What you are asked to do:
Count the lines in the records below that contain the word "batter" and reply with that number alone.
━━ Records shown ━━
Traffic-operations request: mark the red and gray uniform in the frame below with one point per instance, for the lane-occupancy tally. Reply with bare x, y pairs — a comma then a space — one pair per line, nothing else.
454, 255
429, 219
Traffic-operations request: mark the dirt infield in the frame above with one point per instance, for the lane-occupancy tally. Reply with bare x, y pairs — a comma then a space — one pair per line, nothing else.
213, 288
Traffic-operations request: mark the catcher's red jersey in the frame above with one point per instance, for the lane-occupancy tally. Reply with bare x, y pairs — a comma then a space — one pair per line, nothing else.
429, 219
━━━
━━ Records shown ━━
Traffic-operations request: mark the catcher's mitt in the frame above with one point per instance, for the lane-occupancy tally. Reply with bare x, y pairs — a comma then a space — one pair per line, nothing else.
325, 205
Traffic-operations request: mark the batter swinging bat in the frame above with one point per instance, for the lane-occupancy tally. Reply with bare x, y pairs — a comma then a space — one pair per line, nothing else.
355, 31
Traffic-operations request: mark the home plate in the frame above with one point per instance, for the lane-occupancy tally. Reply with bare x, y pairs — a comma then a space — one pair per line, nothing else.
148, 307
━━━
━━ Records shown ━━
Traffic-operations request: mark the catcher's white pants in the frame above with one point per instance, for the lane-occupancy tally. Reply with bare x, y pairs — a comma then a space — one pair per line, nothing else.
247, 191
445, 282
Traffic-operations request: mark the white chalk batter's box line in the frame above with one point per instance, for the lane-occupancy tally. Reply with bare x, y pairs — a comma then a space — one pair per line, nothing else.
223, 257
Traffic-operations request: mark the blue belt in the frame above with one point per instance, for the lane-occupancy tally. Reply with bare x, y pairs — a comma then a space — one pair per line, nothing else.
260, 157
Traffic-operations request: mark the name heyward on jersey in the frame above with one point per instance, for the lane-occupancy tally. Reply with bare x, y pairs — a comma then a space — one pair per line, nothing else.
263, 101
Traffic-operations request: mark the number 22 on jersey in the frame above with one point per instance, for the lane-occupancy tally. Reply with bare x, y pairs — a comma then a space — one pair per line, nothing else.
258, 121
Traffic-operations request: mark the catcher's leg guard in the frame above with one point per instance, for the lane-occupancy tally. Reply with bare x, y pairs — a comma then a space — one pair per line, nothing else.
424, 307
━━━
Solution to this task:
2